• Task input:

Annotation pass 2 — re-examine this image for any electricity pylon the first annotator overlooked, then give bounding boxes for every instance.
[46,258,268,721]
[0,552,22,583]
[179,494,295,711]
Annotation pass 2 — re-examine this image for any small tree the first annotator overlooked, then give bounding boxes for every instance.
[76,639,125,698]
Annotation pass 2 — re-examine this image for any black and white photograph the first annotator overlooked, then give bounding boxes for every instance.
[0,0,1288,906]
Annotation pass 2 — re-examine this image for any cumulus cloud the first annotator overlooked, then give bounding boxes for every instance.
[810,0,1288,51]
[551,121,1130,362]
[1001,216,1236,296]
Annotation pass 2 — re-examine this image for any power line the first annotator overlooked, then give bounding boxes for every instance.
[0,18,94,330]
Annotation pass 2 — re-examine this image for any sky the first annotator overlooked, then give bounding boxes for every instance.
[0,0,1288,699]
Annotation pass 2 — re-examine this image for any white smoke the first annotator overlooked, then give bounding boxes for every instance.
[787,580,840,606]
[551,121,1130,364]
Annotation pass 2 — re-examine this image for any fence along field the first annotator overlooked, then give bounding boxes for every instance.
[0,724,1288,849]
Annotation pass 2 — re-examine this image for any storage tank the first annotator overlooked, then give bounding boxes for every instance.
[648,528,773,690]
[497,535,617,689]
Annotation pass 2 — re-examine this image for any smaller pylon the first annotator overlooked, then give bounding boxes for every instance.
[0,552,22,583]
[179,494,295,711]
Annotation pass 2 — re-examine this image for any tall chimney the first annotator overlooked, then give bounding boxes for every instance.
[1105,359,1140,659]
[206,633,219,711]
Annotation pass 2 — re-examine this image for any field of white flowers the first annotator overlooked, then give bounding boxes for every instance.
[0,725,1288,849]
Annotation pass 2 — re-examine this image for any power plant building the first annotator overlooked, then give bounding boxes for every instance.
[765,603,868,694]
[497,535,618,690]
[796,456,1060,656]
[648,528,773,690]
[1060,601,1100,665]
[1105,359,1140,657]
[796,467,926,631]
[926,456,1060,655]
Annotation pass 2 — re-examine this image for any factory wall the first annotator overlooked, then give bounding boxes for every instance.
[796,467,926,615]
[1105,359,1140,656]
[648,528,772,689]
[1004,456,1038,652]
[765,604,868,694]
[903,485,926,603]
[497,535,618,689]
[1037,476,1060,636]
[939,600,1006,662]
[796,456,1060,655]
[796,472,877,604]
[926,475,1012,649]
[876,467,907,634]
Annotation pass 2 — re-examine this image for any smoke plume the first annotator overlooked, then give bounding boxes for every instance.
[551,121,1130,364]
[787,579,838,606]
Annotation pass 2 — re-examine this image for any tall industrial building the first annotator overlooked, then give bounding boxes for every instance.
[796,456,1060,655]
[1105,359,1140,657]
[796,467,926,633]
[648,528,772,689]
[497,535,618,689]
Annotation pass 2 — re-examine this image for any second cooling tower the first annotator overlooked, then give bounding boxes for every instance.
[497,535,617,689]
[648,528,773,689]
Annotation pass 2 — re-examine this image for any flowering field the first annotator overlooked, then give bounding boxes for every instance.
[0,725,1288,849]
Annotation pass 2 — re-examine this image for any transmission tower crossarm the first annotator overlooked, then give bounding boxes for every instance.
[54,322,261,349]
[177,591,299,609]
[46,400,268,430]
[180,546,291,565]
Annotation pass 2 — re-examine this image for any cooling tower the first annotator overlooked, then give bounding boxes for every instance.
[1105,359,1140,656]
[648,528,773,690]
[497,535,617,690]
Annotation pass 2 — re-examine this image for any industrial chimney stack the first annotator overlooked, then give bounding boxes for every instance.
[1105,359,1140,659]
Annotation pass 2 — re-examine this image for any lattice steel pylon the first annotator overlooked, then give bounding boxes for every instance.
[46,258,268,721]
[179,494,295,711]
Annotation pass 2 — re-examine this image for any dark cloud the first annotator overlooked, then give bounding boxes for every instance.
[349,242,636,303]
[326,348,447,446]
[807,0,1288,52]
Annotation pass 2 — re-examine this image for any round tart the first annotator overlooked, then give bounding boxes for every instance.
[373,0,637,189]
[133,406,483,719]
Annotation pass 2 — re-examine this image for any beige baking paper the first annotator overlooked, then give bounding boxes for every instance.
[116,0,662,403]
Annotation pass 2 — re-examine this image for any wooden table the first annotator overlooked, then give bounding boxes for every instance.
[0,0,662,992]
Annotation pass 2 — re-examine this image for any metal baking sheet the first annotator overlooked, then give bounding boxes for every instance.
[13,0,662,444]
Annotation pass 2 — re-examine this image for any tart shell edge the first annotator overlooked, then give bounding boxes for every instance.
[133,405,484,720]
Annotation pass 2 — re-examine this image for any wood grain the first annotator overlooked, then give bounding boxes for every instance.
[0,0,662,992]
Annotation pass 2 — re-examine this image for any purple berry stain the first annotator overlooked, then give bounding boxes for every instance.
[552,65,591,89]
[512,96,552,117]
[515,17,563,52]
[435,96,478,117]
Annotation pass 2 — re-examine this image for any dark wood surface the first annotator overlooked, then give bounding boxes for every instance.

• Stated problem:
In the data, begin at the line containing "Annotation pass 2 — re-examine this image for any tart" and stop after the line containing "[435,96,478,117]"; write those lines out again, swapping "purple berry stain" for "blueberry stain" and leaving everything else unchanged.

• Task result:
Annotation pass 2 — re-examine this image for any tart shell edge the first annotator overlooked, then give bounding boxes for every instance.
[133,405,484,720]
Annotation pass 2 — re-examine this image for any wood grain the first annotator overlooked, then give bounding boxes for every instance.
[0,0,662,992]
Annotation pass 2 — re-examine this image for any blueberry stain the first annotator overlooked, then give bounding boxes for every instance.
[552,65,591,89]
[512,96,552,117]
[515,17,563,52]
[435,96,478,117]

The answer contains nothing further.